— WHAT TO PRODUCE —
Begin the reply with the line containing "Every laptop keyboard" and end it with the final line of the listing, reproducing every line between exactly and adding nothing.

— DATA PROVIDED —
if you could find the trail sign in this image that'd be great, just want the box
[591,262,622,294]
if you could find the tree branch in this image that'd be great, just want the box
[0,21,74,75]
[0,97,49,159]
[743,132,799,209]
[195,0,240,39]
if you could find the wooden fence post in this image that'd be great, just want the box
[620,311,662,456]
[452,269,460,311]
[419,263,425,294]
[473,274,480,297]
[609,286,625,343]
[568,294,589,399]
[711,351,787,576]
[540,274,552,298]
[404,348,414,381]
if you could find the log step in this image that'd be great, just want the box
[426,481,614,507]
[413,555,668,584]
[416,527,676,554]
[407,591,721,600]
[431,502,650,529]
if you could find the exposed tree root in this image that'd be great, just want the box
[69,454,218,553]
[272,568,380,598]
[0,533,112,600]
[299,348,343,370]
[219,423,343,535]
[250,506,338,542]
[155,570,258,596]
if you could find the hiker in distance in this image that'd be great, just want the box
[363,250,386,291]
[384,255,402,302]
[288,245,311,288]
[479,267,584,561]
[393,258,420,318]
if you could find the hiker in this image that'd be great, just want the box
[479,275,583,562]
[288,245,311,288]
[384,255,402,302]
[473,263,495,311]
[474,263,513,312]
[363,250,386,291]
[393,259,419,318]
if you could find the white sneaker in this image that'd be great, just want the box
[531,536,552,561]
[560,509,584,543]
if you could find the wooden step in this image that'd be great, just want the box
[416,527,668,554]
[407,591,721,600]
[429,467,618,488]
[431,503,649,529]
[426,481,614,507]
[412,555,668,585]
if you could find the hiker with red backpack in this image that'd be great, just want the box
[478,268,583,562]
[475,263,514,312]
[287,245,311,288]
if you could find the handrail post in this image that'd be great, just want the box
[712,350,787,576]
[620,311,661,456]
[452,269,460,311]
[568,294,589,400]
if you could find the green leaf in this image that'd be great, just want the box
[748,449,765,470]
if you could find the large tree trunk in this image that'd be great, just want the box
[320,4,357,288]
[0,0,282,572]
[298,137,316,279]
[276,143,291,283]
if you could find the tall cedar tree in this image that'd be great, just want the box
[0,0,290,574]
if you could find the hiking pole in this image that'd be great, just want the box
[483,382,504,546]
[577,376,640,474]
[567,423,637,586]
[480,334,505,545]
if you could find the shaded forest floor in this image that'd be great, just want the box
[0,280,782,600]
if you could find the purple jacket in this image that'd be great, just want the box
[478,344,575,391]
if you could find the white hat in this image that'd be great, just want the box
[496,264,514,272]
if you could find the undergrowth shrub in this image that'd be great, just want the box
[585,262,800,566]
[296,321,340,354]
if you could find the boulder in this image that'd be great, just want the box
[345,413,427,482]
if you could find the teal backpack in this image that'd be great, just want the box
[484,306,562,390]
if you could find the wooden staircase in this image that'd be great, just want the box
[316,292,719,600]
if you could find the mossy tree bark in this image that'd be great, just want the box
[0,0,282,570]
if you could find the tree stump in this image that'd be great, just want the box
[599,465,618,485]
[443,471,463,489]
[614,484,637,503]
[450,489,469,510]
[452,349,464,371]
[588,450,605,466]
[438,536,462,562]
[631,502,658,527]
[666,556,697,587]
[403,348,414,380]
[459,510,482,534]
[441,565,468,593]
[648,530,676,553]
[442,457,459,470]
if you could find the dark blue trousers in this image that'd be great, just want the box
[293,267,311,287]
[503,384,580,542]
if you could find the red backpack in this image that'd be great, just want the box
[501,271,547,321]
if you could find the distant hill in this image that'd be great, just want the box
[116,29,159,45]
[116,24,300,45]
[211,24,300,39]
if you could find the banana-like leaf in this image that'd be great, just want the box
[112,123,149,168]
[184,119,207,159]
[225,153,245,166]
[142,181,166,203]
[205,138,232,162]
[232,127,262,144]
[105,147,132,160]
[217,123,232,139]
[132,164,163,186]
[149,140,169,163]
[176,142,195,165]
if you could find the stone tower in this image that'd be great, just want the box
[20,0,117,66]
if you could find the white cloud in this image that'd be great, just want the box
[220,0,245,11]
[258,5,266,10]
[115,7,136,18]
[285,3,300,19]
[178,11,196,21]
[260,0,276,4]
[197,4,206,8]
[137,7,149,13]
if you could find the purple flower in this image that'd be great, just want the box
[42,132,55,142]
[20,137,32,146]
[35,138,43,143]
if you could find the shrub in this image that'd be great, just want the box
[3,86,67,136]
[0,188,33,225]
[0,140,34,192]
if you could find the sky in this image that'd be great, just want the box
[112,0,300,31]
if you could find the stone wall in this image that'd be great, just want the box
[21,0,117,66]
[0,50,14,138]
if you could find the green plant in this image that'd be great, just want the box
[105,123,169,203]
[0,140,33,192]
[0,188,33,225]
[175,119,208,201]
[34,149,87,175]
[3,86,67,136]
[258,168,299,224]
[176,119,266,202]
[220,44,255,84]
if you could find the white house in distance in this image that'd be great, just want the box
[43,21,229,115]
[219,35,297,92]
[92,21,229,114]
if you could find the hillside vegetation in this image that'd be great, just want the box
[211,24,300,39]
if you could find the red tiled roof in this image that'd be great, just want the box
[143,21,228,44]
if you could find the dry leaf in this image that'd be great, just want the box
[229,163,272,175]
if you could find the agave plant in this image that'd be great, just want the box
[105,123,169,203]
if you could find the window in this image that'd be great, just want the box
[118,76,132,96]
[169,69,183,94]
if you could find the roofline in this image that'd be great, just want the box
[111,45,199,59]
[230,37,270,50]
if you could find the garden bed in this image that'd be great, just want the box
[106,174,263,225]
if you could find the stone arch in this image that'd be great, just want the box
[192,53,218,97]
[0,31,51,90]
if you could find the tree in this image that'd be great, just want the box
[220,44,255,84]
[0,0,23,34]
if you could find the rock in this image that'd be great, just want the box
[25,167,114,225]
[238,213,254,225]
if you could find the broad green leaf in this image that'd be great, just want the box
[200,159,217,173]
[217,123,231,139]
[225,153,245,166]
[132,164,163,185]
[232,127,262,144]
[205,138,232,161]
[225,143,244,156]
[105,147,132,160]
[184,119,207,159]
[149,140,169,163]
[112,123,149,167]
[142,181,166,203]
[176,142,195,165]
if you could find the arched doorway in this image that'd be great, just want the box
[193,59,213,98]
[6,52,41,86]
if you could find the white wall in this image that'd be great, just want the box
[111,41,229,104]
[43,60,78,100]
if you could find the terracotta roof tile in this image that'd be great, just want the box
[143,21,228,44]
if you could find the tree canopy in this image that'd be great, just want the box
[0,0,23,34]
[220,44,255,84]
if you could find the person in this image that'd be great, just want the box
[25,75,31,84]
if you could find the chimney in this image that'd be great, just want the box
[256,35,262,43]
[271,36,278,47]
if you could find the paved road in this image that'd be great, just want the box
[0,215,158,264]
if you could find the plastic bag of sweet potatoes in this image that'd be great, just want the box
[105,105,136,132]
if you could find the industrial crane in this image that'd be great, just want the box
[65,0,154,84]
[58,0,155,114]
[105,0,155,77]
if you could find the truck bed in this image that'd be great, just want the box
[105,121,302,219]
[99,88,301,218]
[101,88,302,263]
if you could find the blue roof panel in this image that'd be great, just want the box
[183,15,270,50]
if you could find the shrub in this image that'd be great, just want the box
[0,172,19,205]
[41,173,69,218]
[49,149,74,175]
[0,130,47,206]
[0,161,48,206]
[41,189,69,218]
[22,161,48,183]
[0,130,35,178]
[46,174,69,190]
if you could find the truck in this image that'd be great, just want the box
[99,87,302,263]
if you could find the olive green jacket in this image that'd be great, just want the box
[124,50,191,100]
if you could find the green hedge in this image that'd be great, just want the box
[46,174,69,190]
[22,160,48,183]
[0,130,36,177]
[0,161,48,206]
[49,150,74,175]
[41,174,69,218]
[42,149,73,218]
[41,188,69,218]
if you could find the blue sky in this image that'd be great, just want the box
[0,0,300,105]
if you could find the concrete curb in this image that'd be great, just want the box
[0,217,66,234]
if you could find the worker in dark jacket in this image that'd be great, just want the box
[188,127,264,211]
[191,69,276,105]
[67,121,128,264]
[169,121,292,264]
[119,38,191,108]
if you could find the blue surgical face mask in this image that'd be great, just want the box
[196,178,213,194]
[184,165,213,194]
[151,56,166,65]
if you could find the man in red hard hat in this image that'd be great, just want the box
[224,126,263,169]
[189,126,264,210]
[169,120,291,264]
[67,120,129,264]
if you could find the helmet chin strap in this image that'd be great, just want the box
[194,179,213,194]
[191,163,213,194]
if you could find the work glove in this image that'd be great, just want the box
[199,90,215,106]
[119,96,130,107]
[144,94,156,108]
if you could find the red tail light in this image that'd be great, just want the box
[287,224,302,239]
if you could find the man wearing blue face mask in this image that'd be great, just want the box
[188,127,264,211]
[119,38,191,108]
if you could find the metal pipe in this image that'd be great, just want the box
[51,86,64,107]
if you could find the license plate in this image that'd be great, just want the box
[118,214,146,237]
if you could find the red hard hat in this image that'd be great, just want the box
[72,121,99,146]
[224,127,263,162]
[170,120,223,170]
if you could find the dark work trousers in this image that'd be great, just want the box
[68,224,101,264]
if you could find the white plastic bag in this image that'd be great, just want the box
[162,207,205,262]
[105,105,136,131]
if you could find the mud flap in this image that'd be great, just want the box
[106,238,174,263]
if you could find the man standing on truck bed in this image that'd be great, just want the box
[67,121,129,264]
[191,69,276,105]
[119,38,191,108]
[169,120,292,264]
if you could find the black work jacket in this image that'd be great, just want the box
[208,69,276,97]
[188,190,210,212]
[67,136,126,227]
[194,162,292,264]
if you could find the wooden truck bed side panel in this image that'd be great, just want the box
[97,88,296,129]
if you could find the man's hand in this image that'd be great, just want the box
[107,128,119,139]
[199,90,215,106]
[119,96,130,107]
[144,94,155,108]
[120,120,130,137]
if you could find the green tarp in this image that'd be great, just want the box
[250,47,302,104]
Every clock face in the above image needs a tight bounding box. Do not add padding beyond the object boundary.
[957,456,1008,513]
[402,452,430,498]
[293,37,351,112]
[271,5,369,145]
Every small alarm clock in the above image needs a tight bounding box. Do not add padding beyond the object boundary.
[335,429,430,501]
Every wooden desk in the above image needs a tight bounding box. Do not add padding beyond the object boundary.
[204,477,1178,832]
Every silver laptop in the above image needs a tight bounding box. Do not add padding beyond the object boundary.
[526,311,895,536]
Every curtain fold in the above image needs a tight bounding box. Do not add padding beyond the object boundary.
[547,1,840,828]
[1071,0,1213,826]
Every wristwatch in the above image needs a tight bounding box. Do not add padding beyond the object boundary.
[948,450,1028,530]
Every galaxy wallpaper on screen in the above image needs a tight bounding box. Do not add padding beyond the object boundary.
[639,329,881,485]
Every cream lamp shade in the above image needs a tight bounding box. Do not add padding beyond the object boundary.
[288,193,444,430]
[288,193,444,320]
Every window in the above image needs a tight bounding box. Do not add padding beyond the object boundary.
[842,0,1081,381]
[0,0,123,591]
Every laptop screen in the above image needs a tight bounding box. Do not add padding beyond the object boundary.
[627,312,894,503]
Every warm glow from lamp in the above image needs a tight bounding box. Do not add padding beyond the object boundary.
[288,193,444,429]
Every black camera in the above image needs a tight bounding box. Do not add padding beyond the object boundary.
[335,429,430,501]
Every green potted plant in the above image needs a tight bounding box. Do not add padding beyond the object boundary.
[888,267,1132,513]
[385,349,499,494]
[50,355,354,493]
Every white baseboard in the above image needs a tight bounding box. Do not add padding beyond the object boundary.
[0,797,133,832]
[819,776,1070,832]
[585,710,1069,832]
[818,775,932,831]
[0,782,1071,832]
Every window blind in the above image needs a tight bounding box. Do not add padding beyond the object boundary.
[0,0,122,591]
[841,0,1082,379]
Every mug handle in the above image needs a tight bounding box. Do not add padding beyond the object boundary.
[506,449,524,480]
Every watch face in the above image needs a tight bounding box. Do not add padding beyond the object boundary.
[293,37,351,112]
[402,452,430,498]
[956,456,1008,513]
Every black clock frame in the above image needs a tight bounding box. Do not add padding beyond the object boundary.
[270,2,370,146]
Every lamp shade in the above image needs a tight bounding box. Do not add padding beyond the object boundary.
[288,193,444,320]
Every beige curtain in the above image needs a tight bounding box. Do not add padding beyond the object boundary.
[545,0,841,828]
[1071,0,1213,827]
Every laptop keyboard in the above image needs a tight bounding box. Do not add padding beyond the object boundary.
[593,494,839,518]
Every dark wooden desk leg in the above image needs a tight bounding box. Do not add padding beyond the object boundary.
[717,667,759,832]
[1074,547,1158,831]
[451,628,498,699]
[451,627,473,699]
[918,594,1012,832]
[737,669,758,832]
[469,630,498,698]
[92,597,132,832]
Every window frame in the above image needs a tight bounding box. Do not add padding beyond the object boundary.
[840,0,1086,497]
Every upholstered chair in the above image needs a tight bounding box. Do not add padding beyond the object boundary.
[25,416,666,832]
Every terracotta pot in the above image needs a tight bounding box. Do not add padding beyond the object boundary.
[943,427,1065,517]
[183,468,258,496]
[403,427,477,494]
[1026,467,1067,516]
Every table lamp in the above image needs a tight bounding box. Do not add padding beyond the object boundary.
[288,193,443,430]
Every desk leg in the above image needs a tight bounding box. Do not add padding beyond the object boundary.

— WORKED SOLUTION —
Every laptop keyboard in the above image needs a tight bounding box. Do not add padding beyond the object boundary.
[593,494,839,518]
Every dark wooden desk leg in the above image needs a tight bounding box. Do not add padding beyond the object boundary.
[717,667,759,832]
[1074,547,1158,831]
[451,628,498,699]
[451,627,473,699]
[918,594,1012,832]
[737,669,758,832]
[469,630,498,698]
[92,597,132,832]
Every window frame in the above image needs a tight bounding box. Do not add padding beyond the object boundary.
[840,0,1086,497]
Every upholstered chair in the above image needs a tight bounding box. Do not add padding beyond the object boundary.
[25,416,666,832]
Every terracotta pot in the above image needs a tight bounding box. Do not add padding beyond the object boundary.
[943,427,1065,517]
[183,468,258,496]
[403,427,477,494]
[1026,467,1067,516]
Every table lamp in the above image needs a tight bounding box. Do not add padding beyond the object boundary.
[288,193,443,430]
Every desk leg in the above image needs a tight bounding box. Do not add padding beyond the object boundary.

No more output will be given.